## Exercise
Take every line containing "leaf" out of the records.
::::
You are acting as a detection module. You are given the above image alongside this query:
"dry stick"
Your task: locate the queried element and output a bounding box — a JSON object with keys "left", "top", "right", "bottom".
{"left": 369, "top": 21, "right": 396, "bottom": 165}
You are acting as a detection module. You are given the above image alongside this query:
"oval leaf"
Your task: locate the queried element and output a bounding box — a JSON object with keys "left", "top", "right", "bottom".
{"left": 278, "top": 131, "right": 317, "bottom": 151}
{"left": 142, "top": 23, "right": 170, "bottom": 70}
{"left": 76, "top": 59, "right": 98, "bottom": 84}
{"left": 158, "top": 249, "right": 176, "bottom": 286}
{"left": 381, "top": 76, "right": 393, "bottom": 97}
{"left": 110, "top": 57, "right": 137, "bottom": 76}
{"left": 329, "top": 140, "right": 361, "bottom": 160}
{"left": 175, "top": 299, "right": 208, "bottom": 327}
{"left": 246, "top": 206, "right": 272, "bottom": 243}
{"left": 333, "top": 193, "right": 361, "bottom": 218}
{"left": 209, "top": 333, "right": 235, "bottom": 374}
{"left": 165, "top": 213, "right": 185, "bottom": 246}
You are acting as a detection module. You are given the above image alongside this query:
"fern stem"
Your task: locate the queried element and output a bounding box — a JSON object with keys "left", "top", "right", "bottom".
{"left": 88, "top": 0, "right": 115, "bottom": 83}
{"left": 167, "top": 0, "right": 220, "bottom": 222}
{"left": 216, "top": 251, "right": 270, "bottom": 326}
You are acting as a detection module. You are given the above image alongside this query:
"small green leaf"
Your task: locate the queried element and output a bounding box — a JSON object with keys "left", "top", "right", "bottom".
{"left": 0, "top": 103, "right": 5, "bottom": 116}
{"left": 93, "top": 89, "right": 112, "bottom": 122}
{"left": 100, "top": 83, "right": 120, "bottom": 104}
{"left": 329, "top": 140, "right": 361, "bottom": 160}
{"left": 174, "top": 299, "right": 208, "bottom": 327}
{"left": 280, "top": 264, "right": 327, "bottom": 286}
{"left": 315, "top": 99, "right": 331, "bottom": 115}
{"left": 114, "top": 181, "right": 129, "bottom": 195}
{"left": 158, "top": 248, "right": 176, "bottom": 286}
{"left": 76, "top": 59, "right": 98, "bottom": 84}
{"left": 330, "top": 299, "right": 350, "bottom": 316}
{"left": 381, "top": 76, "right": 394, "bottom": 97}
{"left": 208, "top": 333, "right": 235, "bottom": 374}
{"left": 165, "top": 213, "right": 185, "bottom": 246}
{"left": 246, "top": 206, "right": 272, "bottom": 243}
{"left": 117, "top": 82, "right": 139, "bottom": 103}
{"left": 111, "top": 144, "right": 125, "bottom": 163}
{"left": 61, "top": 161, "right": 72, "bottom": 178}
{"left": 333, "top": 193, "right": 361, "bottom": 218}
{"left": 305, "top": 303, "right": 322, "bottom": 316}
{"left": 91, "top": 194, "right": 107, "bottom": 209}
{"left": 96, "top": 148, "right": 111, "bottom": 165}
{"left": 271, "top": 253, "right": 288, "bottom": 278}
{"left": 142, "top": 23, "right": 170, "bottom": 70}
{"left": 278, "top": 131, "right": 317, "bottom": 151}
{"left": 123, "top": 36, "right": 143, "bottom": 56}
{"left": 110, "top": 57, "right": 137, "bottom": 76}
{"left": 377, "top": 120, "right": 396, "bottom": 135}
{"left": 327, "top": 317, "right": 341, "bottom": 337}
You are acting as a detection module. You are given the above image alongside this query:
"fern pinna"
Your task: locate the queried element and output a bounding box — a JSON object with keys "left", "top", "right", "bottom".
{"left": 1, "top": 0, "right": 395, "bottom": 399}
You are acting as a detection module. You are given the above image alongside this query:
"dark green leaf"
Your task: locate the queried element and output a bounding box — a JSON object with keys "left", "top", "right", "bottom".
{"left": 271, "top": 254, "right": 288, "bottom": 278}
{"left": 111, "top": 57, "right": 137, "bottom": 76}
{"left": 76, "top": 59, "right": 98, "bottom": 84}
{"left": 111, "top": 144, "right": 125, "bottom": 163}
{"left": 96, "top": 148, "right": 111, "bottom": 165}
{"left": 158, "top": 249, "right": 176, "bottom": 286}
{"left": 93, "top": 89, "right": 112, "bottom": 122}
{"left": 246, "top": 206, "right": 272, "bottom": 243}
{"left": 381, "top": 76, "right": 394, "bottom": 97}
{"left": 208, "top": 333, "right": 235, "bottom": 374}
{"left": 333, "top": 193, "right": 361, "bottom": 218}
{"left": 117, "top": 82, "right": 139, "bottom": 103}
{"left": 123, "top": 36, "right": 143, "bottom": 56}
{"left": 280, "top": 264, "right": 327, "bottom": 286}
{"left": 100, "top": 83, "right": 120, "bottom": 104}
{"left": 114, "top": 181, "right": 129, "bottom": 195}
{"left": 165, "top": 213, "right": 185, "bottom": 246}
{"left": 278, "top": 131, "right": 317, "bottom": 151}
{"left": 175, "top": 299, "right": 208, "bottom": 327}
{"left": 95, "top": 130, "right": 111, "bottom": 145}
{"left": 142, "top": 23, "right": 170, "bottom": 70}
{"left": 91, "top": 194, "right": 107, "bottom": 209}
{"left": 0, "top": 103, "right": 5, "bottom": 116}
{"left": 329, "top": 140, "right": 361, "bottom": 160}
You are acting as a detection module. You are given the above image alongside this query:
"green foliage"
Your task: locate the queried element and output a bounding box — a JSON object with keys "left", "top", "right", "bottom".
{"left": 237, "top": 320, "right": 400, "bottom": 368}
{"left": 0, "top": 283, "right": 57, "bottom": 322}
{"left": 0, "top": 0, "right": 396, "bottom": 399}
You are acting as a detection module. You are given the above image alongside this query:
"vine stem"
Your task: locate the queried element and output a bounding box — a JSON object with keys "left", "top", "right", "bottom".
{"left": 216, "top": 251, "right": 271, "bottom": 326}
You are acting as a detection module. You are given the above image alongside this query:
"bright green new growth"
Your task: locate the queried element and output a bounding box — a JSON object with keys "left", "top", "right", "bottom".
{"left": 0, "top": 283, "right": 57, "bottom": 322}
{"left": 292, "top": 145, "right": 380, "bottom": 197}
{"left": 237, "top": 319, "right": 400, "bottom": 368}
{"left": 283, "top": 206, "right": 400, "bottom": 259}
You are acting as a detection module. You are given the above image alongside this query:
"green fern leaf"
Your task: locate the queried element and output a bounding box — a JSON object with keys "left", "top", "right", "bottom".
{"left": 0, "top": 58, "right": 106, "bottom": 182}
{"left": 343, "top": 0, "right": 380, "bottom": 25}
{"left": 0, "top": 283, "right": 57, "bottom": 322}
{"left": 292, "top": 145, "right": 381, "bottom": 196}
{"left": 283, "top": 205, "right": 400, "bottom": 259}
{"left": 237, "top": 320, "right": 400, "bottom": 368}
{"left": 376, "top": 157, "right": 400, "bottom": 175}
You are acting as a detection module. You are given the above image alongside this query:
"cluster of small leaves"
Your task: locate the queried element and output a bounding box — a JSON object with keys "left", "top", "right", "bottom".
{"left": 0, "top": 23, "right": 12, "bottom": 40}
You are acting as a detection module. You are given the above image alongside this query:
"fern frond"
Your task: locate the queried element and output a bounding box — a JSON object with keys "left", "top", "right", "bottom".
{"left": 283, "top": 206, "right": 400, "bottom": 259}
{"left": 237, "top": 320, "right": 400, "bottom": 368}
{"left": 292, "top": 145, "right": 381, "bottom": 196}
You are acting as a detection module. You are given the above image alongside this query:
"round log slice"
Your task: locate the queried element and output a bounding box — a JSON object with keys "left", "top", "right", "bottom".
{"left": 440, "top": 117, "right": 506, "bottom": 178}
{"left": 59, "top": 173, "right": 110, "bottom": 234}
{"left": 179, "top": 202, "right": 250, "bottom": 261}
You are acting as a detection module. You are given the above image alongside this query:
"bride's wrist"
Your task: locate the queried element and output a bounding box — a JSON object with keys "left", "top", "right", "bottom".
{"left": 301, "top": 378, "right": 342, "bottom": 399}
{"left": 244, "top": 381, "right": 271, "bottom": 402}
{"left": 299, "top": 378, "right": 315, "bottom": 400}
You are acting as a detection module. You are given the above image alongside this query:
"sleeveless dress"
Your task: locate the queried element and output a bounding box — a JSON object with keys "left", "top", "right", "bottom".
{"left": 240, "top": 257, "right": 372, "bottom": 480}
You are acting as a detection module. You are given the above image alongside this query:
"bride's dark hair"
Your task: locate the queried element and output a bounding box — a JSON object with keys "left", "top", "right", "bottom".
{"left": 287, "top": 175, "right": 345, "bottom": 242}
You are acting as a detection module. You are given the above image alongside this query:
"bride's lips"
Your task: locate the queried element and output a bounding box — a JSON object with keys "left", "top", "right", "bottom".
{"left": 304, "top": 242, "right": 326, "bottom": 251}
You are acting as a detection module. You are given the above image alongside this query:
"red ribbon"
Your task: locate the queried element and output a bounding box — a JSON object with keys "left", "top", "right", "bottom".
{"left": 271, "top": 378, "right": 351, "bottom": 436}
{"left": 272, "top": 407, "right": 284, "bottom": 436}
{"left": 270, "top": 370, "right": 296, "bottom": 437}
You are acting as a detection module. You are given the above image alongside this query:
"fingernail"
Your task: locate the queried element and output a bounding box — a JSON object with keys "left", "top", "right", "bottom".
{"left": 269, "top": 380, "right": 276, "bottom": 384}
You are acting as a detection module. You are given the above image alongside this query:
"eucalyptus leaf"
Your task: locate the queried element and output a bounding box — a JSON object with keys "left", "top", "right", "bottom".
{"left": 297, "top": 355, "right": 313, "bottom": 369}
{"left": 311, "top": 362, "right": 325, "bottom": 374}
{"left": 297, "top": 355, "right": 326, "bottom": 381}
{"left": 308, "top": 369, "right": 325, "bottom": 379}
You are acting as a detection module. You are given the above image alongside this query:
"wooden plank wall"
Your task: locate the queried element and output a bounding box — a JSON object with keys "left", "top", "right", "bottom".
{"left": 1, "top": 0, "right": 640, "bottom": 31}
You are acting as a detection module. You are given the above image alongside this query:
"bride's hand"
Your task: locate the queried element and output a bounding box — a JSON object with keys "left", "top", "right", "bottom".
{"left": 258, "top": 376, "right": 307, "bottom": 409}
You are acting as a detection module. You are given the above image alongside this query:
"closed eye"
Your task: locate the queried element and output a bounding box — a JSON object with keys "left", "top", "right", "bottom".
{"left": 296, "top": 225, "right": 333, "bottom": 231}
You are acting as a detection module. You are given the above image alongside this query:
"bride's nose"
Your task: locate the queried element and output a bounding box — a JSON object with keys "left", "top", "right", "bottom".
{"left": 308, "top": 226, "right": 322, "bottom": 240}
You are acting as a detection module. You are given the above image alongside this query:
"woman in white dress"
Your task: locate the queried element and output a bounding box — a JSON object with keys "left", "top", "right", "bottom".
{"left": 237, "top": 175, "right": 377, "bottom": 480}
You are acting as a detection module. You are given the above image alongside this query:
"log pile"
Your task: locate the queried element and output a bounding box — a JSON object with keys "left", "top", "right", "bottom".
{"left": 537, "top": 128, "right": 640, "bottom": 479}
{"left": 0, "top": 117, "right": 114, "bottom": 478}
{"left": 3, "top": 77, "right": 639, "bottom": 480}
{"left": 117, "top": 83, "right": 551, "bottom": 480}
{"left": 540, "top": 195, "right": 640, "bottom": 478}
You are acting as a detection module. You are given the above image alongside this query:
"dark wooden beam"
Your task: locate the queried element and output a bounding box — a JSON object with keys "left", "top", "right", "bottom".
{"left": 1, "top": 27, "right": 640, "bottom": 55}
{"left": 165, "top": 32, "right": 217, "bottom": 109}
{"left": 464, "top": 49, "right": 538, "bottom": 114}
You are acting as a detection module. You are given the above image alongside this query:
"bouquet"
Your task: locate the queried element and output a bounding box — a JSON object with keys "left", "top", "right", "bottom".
::::
## Answer section
"oval leaf"
"small green leaf"
"dark green leaf"
"green fern leaf"
"eucalyptus leaf"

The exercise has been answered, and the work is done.